• What to produce
In the data below, replace "forearm" with "lower arm" from the line with "point: the gray pigeon in this photo" up to and including the line with "(245, 1127)". Write out only those lines, changing nothing else.

(Point labeling data)
--- BEGIN ---

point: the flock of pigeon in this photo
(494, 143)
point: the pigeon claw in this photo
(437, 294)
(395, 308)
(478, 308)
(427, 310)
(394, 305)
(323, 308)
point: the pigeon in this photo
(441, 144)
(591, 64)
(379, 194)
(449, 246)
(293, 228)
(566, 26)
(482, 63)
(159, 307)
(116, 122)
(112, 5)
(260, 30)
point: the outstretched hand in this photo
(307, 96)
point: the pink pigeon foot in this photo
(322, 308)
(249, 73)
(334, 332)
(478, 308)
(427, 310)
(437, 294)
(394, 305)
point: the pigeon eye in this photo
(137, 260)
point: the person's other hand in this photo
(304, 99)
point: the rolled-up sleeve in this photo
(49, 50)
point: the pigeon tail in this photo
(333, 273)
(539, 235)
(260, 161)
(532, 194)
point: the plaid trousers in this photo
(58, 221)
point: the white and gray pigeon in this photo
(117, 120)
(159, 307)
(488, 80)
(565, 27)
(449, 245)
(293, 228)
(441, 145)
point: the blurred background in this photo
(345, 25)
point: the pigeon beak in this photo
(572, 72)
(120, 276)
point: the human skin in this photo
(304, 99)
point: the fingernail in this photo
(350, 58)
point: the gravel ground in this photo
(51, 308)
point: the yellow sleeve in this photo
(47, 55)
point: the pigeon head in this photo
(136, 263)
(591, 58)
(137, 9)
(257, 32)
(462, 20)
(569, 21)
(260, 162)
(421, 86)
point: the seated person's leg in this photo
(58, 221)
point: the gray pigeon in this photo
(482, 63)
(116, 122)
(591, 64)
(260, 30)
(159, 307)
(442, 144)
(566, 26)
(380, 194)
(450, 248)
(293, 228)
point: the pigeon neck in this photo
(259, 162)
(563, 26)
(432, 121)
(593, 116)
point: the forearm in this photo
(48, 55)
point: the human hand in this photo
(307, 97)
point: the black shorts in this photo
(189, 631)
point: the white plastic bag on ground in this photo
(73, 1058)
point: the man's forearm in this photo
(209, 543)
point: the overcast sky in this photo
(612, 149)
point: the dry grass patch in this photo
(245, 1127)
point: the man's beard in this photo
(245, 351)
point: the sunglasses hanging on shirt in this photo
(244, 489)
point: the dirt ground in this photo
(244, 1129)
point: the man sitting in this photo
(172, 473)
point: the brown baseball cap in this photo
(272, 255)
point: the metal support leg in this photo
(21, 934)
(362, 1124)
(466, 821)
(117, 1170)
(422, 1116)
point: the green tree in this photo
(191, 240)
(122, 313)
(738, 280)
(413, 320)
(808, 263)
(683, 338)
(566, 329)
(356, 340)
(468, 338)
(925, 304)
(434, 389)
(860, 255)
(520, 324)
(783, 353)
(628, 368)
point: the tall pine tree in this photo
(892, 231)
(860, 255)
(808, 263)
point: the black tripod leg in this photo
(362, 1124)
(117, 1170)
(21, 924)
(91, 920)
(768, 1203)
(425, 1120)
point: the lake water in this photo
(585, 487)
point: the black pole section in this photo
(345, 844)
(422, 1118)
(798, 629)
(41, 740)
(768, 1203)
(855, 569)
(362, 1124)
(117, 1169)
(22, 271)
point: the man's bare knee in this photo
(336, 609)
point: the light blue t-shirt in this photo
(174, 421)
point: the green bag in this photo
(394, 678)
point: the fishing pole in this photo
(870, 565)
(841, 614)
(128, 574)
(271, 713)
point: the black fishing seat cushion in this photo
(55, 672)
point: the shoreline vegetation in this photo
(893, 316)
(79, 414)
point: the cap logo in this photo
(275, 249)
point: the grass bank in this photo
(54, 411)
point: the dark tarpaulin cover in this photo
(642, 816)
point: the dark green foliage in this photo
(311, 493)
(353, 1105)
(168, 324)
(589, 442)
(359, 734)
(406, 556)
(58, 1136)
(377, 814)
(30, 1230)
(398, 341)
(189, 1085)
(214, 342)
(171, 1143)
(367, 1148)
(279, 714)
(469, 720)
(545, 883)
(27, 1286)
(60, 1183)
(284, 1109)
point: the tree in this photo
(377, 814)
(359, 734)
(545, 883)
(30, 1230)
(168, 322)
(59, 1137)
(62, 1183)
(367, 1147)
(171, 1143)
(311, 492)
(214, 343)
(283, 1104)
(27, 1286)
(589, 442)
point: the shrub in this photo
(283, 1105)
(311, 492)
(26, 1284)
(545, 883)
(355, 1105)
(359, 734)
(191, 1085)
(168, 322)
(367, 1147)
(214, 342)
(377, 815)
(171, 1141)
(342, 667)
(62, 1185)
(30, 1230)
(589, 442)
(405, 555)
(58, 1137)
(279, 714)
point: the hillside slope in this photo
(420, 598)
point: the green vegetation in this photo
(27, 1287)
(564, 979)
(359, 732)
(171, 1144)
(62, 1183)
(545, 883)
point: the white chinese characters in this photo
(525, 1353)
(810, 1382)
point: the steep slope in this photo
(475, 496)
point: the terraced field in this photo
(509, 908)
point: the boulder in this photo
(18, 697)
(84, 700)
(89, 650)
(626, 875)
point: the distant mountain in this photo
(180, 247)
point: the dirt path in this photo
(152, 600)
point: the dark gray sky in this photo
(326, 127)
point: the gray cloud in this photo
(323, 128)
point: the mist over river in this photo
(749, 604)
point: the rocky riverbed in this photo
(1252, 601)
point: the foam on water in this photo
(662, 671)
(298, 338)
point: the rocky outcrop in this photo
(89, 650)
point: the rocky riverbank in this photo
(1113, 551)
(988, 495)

--- END ---

• Solved problem
point: the gray pigeon in this photo
(482, 63)
(116, 122)
(591, 64)
(260, 30)
(159, 307)
(442, 144)
(566, 26)
(380, 194)
(450, 248)
(293, 228)
point: the pigeon neck in this photo
(259, 162)
(563, 26)
(432, 121)
(593, 116)
point: the lower arm in this photo
(48, 55)
point: the human hand in this photo
(307, 97)
point: the black shorts in this photo
(189, 631)
point: the white plastic bag on ground in this photo
(73, 1058)
point: the man's lower arm in this photo
(209, 543)
point: the overcast sky in this photo
(612, 149)
point: the dry grass patch in this photo
(245, 1127)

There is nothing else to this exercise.